Set task: Copy out the lines of the records word for word, starting at the line that contains "Query: cat nose" and continuing through the last line of the records, both included.

[START OF Dataset extract]

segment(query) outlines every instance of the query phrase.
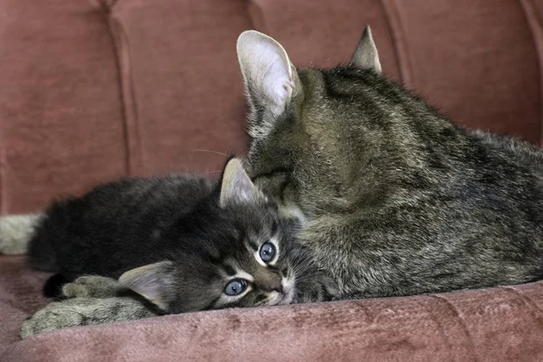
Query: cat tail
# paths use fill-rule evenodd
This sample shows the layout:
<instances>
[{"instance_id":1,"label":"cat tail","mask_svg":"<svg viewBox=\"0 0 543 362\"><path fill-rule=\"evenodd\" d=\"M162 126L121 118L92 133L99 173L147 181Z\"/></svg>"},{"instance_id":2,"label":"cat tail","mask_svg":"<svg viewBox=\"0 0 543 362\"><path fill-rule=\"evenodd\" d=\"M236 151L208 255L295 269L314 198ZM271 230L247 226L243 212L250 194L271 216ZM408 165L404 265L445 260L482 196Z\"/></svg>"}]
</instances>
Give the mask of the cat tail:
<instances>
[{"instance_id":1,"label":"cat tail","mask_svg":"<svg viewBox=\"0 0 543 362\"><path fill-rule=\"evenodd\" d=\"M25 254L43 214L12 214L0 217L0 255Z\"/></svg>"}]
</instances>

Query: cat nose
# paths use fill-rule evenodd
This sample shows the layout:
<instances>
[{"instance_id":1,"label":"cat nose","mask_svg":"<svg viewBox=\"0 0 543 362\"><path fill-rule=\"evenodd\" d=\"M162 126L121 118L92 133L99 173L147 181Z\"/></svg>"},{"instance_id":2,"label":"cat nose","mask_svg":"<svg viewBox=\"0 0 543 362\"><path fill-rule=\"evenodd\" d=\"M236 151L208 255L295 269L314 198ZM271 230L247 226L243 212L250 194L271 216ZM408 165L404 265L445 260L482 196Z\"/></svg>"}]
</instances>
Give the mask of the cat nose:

[END OF Dataset extract]

Output of the task:
Query: cat nose
# paths use fill-rule evenodd
This sample shows the layout:
<instances>
[{"instance_id":1,"label":"cat nose","mask_svg":"<svg viewBox=\"0 0 543 362\"><path fill-rule=\"evenodd\" d=\"M162 126L121 118L92 133L99 173L147 181Z\"/></svg>"},{"instance_id":2,"label":"cat nose","mask_svg":"<svg viewBox=\"0 0 543 362\"><path fill-rule=\"evenodd\" d=\"M236 151L208 255L295 269L314 198ZM271 230L247 226L243 212L250 194L271 216ZM408 165L404 265L445 260L482 196Z\"/></svg>"}]
</instances>
Give the mask of the cat nose:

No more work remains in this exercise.